ZU ERLEDIGENDE AUFGABEN:
(1) Prüfe für jede Aussage, ob sie mit dem Text über die Kanzlerkandidatur von Scholz übereinstimmt, und belege jedes Ja oder Nein mit den entscheidenden Worten des Textes im genauen Wortlaut. (a) Am Montag gab es fast durchweg Zustimmung für die Kandidatur. (b) Nach der Wahl von 2019 zog sich Scholz aus der Bundespolitik zurück. (c) Hilde Mattheis begrüßte die Entscheidung des Parteivorstands für Scholz.
(2) Sammle bitte alle Zeilen, die die Zeichenfolge „test“ enthalten, und schreibe sie unverändert ab.

TEXTBLOCK:
Bisher galten Esken und Walter-Borjans eher als Widersacher von Scholz

Tatsächlich setzten sich Esken und Walter-Borjans bis vor kurzer Zeit eher als Widersacher von Scholz in Szene. Nachdem sich das Duo, das dem linken SPD-Spektrum zugerechnet wird, 2019 bei der Wahl des Parteivorsitzenden auch gegen den Finanzminister durchgesetzt hatte, wurde gar über einen umfassenden Rückzug von Scholz aus der Bundespolitik spekuliert. Doch der heute 62-Jährige blieb und arbeitete meist reibungslos mit seinen Ministerkollegen aus der Union zusammen. Ein Umstand, der bis heute von Vertretern des linken Parteiflügels mit Argusaugen verfolgt wird.

Während Esken und Walter-Borjans Scholz am Montagnachmittag bei einer Pressekonferenz zur Kandidatenkür demonstrativ in die Mitte nahmen, reagierte die SPD-Linke Hilde Mattheis mit schroffer Ablehnung. „Ich kann die Entscheidung des Parteivorstands für Olaf Scholz als Kanzlerkandidat nicht nachvollziehen. Das Rezept der vergangenen Jahre, im Milieu der konservativen und liberalen Wähler zu fischen, wird auch dieses Mal nicht aufgehen“, sagte die Ulmer Politikerin unserer Redaktion. So hart ging allerdings sonst kaum ein Sozialdemokrat mit der Personalie Scholz ins Gericht. Im Gegenteil, es gab am Montag fast durchweg Zustimmung für die Kandidatur.

DATENSATZZEILEN:

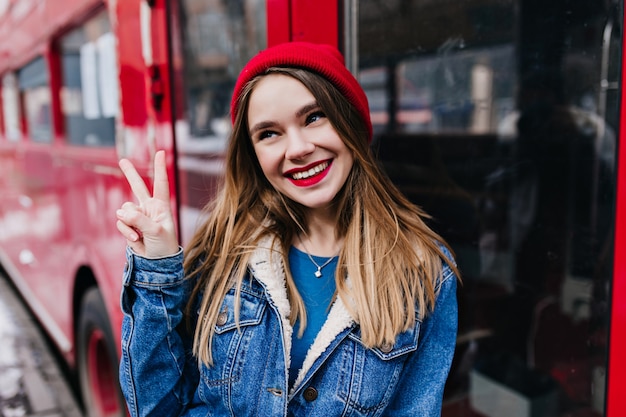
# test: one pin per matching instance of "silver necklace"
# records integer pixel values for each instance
* * *
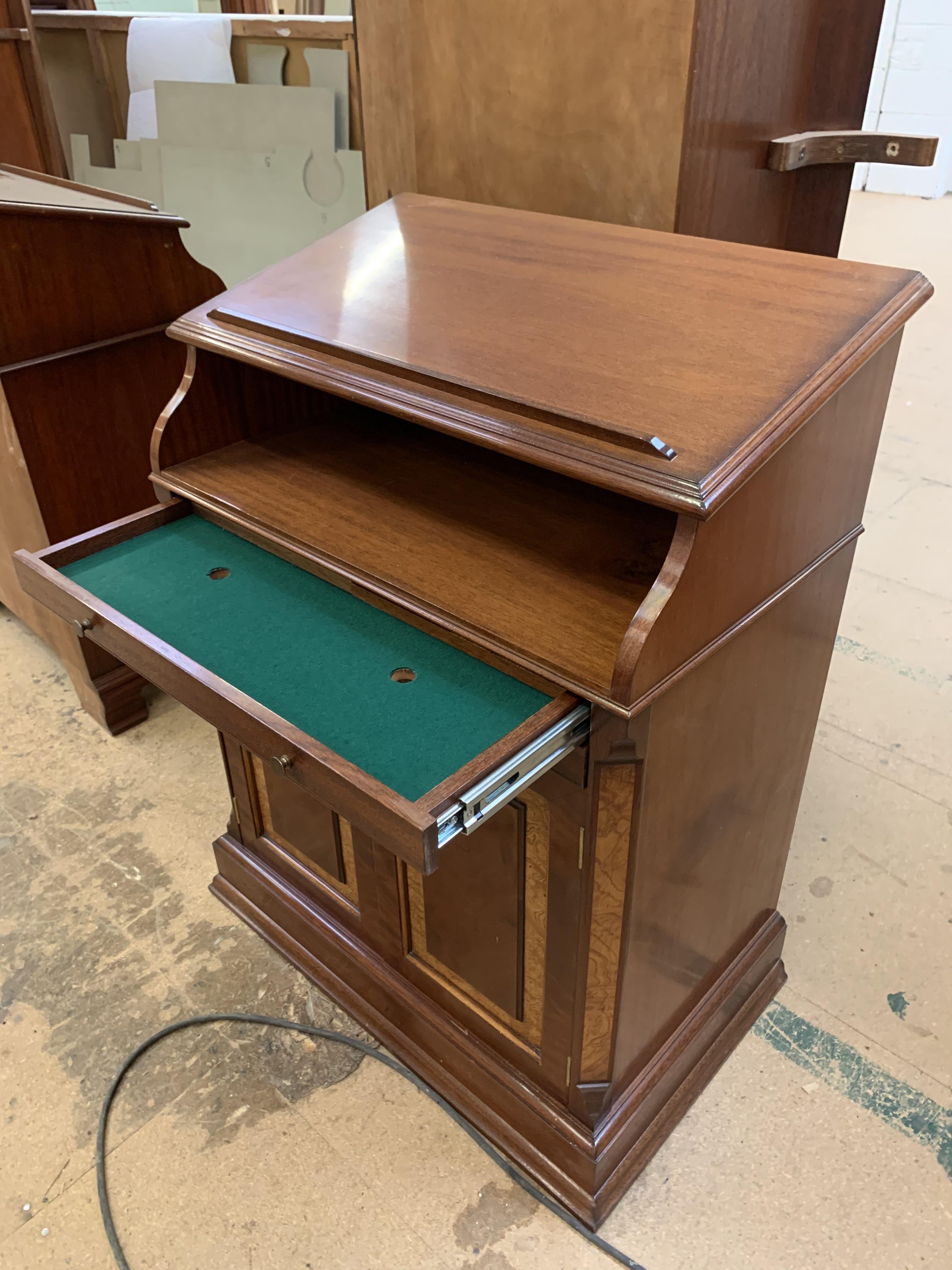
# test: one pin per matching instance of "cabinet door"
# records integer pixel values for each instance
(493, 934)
...
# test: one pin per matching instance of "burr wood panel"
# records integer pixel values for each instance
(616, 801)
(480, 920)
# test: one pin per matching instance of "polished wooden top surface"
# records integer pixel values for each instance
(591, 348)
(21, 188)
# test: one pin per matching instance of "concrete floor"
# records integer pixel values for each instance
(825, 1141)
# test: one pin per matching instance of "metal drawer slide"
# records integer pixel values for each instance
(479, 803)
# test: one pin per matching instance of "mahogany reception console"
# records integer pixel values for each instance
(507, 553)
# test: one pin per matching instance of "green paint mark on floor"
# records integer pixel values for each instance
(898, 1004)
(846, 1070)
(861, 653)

SCHRIFTLICHE ANTWORTEN:
(1)
(a) Ja: „es gab am Montag fast durchweg Zustimmung für die Kandidatur“
(b) Nein: „Doch der heute 62-Jährige blieb“
(c) Nein: „Ich kann die Entscheidung des Parteivorstands für Olaf Scholz als Kanzlerkandidat nicht nachvollziehen.“

(2)
# test: one pin per matching instance of "silver necklace"
# test: one pin per matching instance of "cabinet door"
# test: one pin per matching instance of "burr wood panel"
# test: one pin per matching instance of "polished wooden top surface"
# test: one pin per matching instance of "concrete floor"
# test: one pin per matching instance of "metal drawer slide"
# test: one pin per matching instance of "mahogany reception console"
# test: one pin per matching instance of "green paint mark on floor"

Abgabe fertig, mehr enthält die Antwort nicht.